#### [TASK GOAL]
Copy every one of the items below word for word, leaving each line unchanged.

#### [RECORDED DATA]
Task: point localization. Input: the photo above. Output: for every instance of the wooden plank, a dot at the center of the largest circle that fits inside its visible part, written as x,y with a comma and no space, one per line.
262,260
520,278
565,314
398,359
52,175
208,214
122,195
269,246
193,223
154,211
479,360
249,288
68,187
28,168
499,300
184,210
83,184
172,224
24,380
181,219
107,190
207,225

#### [PROBLEM SOLUTION]
Task: point localization. Input: the photo above. Output: for every instance of the wooden plank, a dot at the center of the largest circle that fits inside its visible part, written as x,y with a comma and no space, one per line.
262,260
520,278
565,314
398,359
52,175
208,214
122,195
269,246
193,223
154,211
479,360
249,288
68,187
28,168
499,300
184,210
83,184
172,224
24,380
181,219
107,190
207,225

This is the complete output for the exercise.